#### [Texte source]
============

SORTILEGES ET SORCELLERIES (1ère partie)

           


 Le soleil écarte les fantômes alors que le brouillard les fait naître, ce qui explique peut-être la rareté de leurs apparitions dans le Pays de Nice.
Les arènes de Cimiez furent pourtant pendant longtemps un lieu privilégié de rencontre de spectres noctambules. Leurs réunions bruyantes dérangèrent des siècles durant le sommeil des Niçois occupant les maisons d'alentour. Esprits des anciens martyrs sacrifiés là par les Romains ? Nul ne le sait car il aurait fallu avoir l'audace d'aller y voir de plus près. La «tira deï fada» (la cuve aux fées) tel fut le surnom donné aux arènes par ceux qui redoutaient leurs apparitions et leurs sortilèges.
Quelques villages possèdent encore des maisons hantées, semblables à celle de la fiancée du Diable à Eze, bâtie sur la route reliant le village au col, rendue célèbre par une nouvelle de Pierre Isnart. A Entrevaux, quartier Saint Jean, une étrange gentilhommière baroque au pied d'une falaise où s'accroche l'ancien Glandèves, n'a jamais pu être occupée par ses propriétaires. Ferme au pendu de l'Estéron, vieilles bâtisses de la vallée du Paillon et de la Vésubie, théâtres de destins tragiques ou voisines d'anciens cimetières oubliés sont autant de maisons à éviter. Seuls quelques anciens conservent les chroniques des déboires successifs des malheureux occupants de ces lieux maudits. Sur la côte, du Cap Ferrat à Menton, de Nice à la Napoule, de richissimes étrangers anglais, russes ou allemands édifièrent au début du siècle de luxueuses villas où se promènent leurs souvenirs mêlés aux fantômes qu'ils apportèrent. A Duranus, dans le tunnel qui suit le sinistre «Saut des Français» erre encore, la nuit venue, un cheval blanc monté par un inquiétant cavalier.

============

#### [Lignes brutes]
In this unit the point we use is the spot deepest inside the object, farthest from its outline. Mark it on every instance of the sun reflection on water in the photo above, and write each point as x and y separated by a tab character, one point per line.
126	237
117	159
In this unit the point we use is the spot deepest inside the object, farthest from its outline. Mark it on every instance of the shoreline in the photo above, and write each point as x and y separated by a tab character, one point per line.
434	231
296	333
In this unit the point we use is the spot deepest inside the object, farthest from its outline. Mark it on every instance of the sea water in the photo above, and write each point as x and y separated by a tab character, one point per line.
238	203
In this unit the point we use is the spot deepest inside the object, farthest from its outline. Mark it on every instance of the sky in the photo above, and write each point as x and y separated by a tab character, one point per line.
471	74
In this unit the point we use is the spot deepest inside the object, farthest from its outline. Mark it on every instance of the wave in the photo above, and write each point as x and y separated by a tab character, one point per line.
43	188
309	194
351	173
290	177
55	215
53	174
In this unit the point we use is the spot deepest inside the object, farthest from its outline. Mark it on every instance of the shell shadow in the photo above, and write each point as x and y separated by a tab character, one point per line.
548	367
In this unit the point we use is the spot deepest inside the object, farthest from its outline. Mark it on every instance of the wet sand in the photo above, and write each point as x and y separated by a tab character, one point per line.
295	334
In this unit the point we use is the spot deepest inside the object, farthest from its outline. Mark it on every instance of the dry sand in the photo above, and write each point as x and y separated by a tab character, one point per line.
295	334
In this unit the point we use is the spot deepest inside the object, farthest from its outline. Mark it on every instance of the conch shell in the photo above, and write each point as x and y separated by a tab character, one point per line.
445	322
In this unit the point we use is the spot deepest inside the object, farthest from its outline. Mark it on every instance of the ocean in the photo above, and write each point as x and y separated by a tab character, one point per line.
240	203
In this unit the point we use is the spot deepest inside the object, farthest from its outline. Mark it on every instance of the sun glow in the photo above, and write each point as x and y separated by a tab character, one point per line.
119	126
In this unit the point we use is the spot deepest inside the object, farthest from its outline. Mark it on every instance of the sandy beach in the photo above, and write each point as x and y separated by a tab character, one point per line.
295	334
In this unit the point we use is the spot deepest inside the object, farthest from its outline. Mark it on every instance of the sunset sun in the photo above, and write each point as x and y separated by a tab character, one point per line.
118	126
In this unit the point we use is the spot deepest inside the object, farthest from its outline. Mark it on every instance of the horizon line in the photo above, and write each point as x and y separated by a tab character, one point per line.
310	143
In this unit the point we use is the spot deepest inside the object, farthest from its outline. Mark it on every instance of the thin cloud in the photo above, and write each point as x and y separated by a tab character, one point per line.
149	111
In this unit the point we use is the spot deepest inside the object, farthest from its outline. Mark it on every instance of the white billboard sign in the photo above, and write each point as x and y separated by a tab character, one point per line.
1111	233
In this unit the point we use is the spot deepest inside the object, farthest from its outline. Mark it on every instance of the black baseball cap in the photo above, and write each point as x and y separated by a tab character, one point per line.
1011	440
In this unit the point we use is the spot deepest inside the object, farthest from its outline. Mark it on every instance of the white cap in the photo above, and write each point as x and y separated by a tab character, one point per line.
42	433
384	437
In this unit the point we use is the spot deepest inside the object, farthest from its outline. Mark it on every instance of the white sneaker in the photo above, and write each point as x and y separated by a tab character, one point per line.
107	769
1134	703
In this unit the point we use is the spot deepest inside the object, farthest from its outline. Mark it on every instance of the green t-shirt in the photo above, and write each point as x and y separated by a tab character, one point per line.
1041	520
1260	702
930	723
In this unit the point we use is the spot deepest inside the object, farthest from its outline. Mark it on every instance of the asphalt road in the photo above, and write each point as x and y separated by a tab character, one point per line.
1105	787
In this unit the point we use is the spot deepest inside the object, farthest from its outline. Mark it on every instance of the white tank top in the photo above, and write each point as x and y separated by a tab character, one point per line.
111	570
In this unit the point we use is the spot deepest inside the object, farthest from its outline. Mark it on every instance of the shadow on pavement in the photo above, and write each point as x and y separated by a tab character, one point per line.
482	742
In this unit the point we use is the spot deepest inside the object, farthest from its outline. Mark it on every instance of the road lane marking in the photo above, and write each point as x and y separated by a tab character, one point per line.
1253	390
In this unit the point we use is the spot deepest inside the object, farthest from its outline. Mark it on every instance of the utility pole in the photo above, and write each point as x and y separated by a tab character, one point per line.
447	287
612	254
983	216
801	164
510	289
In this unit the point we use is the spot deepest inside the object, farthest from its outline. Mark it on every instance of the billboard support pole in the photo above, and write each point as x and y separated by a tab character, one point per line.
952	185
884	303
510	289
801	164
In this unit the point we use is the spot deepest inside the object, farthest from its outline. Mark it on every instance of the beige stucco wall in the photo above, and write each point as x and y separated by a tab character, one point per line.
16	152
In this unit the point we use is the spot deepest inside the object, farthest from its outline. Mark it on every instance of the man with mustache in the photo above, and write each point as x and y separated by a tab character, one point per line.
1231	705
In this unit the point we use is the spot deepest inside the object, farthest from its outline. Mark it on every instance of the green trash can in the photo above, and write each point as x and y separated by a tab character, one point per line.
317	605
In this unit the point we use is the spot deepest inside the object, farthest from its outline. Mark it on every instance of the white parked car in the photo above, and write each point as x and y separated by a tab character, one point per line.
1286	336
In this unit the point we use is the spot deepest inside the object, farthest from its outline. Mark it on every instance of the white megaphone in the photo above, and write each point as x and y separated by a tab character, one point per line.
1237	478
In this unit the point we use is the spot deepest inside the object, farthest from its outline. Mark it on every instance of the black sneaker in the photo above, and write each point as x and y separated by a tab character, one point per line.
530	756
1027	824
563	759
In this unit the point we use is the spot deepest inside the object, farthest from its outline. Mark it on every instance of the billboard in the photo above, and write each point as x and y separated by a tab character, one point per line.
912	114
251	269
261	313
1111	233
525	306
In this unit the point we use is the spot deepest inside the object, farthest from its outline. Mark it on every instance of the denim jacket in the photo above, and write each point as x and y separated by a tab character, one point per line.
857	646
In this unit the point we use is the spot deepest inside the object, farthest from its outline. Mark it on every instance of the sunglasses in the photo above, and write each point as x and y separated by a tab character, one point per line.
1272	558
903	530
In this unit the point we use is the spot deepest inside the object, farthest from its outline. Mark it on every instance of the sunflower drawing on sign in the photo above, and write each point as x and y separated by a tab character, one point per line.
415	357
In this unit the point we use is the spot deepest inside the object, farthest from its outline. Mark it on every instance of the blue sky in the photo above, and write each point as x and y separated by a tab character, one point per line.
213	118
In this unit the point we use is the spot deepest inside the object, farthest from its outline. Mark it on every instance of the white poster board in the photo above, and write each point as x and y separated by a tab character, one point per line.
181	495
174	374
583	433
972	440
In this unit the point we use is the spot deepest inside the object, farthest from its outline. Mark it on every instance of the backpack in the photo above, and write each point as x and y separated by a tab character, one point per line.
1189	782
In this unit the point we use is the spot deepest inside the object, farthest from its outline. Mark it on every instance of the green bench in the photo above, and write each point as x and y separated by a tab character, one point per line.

============

#### [Consigne 1]
Résumez en deux phrases le texte sur les fantômes du Pays de Nice.
#### [Consigne 2]
Donnez la suite du texte sur les fantômes du Pays de Nice à partir de sa dernière phrase.

#### [Résultat final 1]
Le soleil explique peut-être la rareté des fantômes dans le Pays de Nice, mais les arènes de Cimiez, surnommées la «tira deï fada», furent longtemps un lieu de rencontre de spectres dont les réunions bruyantes troublaient le sommeil des Niçois voisins. Plusieurs villages gardent aussi des maisons hantées, comme celle de la fiancée du Diable à Eze ou une gentilhommière baroque d'Entrevaux jamais occupée, et à Duranus un cheval blanc monté par un inquiétant cavalier erre encore la nuit dans le tunnel qui suit le «Saut des Français».

#### [Résultat final 2]
Dans le passé, le retour sur terre de l'esprit d'un défunt n'avait rien de diabolique. La religion expliquait le phénomène avec une rassurante simplicité. Les âmes des gens morts brutalement en état de péché, après un séjour au Purgatoire, revenaient fréquenter les lieux familiers où le corps avait vécu. Cette croyance explique le nombre impressionnant de messes pour les défunts, inscrites dans les registres paroissiaux et les clauses testamentaires qui les réclament. Aussi les anciens ne s'étonnaient pas de voir revenir de l’au-delà de vaillants ouvriers désireux de reprendre pour un soir leurs instruments et leurs outils. Les Niçois acceptaient ainsi les cordonniers défunts, occupés la nuit à frapper ou coudre les semelles, dans les grottes creusées au pied du Mont Boron. De même, de consciencieuses lavandières venaient battre et rincer leur irréelle lessive au quartier du Fossan à Menton. Plus haut sur le pont de la Bévéra à Sospel, d'infatigables fileuses dévidaient paisiblement leurs fuseaux, filant la quenouille de leurs doigts diaphanes.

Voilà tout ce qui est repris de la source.